• [Source passage]:
As part of her introduction on day two of The Private Company Governance Summit 2022, Carey Oven, national managing partner for Deloitte’s Center for Board Effectiveness, asked a question that earned nods from most attendees.
 
“Do you all feel like you’ve been a little bit busy?” 

She then proceeded to detail the many trends that have been on the agendas for board directors.

Citing Deloitte’s survey of public and private boards, conducted in partnership with Private Company Director, Oven discussed topics at the top of the board’s agenda. Boards are focusing on talent; not only the recruiting of new personnel in a competitive marketplace, but also ensuring that the wellness of current staff is being maintained, and that diversity and inclusion are top priorities. ESG remains a major talking and action point, with boards being asked to consider how their companies are affecting the environment and addressing climate change. There is also a focus around technology, the rapid acceleration of which brings about questions on new risks and opportunities, even as existing ones are still being figured out. And, as Oven says, many boards are looking inward, resetting on the fundamentals of good governance and using the conclusion (or at least the slowing) of the pandemic to examine how they can bolster their own effectiveness. 

“There’s a lot of you that are thinking ‘Okay, we’ve been through a crisis period, or multiple crisis periods. How do we step back and rethink our board composition, how do we structure agendas, how do we work with management and how do we govern effectively?’”
Half of the private company respondents to Deloitte’s survey said the pandemic had a “moderate impact” on their board’s overall processes and practices. Just 17% of private companies reported an increase in the number of board meetings held, and 28% implemented a protocol of mixed in-person and virtual-only meetings. 

Because recent events required agility, this might seem like the right time to perform a board self-assessment. However, a question regarding the frequency of board self-assessment netted mixed results from Deloitte’s private company respondents. While 41% are performing a board self-assessment annually, 23% reported that their boards “have never conducted a board assessment,” 15% undergo assessment every 2 to 3 years and 14% schedule the checkup on an as-needed basis.

• [Data for analysis]:
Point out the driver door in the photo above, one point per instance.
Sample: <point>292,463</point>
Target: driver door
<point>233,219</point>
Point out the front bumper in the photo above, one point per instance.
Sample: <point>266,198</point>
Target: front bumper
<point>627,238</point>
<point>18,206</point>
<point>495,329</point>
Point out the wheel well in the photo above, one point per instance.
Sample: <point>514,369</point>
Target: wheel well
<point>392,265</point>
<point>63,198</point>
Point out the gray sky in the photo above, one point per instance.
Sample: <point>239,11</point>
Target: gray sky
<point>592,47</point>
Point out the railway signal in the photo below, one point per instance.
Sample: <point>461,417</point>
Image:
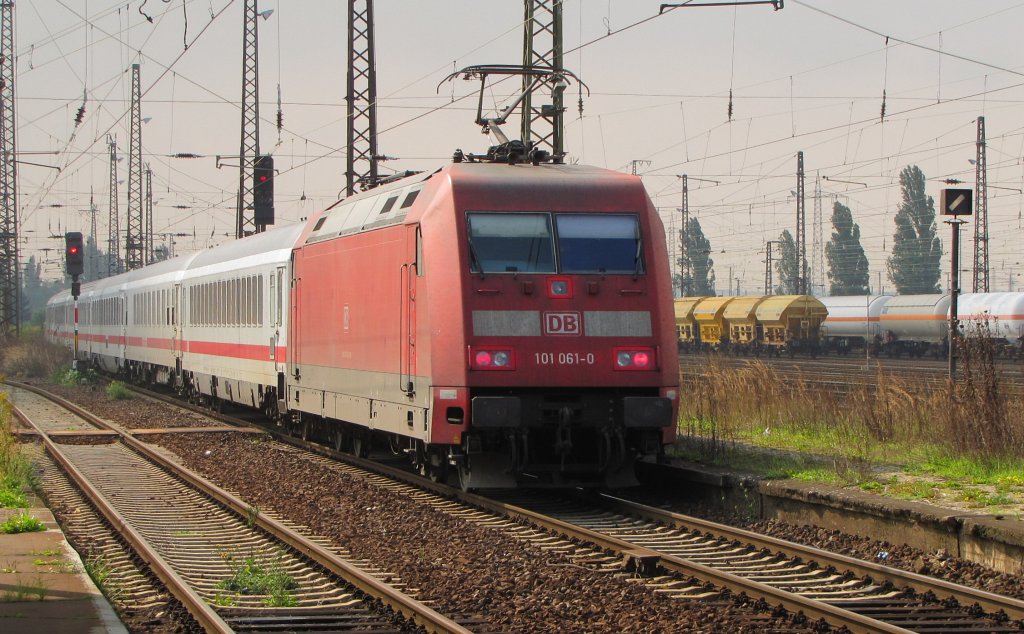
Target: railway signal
<point>263,189</point>
<point>74,254</point>
<point>954,203</point>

• [Your tasks]:
A) From the governance summit article, list each frequency of board self-assessment reported by Deloitte's private company respondents, with its percentage.
B) In the governance summit article, what percentage of private companies reported an increase in the number of board meetings held?
C) Continue the governance summit article from the point where it stops.
The material is not needed for anything here.

• [Per-task answers]:
A)
- Annually: 41%
- Never conducted a board assessment: 23%
- Every 2 to 3 years: 15%
- As needed: 14%

B) 17%

C)
“About 25% of companies have not done an assessment. If you are one of those, I would say the time is now,” says Oven. “It’s important that you look ahead with your board.”

Strategic planning checked in as the highest priority for the boards surveyed, with growth factors (such as inflation, supply chain and acquisitions) a close second. Concerns around talent rounded out the top three. Each of these topics was ranked among the top three priorities by approximately 60% of boards surveyed. The topics that aren’t yet pushing the needle for the responding private company boards included ESG, crisis management and readiness, and DEI, all of which were noted as top priorities by fewer than 10% of respondents. 

Of the respondents, 51% state that they would like to see more of a focus on talent, with growth factors claiming the same percentage. Meanwhile, 46% would like to drive more spotlight to strategic planning issues. Oven called attention to the 23% of respondents who noted cybersecurity and data privacy as an area that requires more attention. 

“Directors should be thinking about things like, ‘Has the board been through a cyber event, simulation or game that helps them think about what they could do in the event of an incident?’ Because our cyber experts will tell you it’s not if, but when, a cyber event will happen.”